Records from a data source
======
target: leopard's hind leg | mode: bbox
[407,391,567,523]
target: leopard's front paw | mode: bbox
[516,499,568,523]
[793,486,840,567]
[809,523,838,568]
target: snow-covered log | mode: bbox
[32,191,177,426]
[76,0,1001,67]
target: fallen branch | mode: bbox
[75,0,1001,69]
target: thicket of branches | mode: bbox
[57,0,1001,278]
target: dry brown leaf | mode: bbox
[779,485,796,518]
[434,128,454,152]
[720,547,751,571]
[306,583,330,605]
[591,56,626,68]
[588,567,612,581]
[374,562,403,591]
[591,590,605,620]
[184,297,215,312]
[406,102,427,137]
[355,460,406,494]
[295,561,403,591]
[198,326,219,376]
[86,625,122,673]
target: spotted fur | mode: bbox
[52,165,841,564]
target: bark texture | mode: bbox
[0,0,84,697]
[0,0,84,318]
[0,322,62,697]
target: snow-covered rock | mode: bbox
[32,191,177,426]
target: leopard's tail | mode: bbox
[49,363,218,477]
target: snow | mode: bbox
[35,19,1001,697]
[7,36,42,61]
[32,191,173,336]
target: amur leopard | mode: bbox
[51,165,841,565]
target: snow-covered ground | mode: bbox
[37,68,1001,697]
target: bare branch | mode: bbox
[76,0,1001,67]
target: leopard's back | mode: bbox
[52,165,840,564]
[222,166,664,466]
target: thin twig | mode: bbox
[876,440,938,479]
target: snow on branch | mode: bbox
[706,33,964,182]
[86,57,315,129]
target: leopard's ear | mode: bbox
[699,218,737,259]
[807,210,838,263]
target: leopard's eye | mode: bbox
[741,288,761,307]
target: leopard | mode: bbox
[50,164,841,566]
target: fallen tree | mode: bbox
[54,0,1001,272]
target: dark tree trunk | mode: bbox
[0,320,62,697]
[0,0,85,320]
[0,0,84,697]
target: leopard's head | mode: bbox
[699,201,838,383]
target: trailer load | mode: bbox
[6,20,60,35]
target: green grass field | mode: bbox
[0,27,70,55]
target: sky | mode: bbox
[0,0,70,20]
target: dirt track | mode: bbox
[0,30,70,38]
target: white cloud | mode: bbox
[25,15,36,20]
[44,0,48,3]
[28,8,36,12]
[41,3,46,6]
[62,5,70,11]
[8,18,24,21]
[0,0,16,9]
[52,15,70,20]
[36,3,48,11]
======
▸ Problem statement: Update the records from the first line through the line that contains "[0,322,62,697]" by changing "fallen branch" to "broken branch". Keep everything else the same.

▸ Response below:
target: leopard's hind leg | mode: bbox
[407,391,567,523]
target: leopard's front paw | mode: bbox
[516,499,568,523]
[793,486,840,567]
[809,523,838,568]
target: snow-covered log | mode: bbox
[32,191,177,426]
[76,0,1001,67]
target: broken branch | mode: bbox
[75,0,1001,69]
target: thicket of branches | mode: bbox
[57,0,1001,278]
target: dry brown leaf | mode: bbox
[779,485,796,518]
[434,128,454,152]
[720,547,751,571]
[306,583,330,605]
[591,56,626,68]
[588,567,612,581]
[374,562,403,591]
[591,590,605,620]
[184,297,215,312]
[406,102,427,137]
[355,460,406,494]
[295,561,403,591]
[198,326,219,376]
[86,625,122,673]
target: spotted fur | mode: bbox
[52,165,841,564]
target: bark texture | mode: bbox
[0,0,84,697]
[0,0,84,318]
[0,322,62,697]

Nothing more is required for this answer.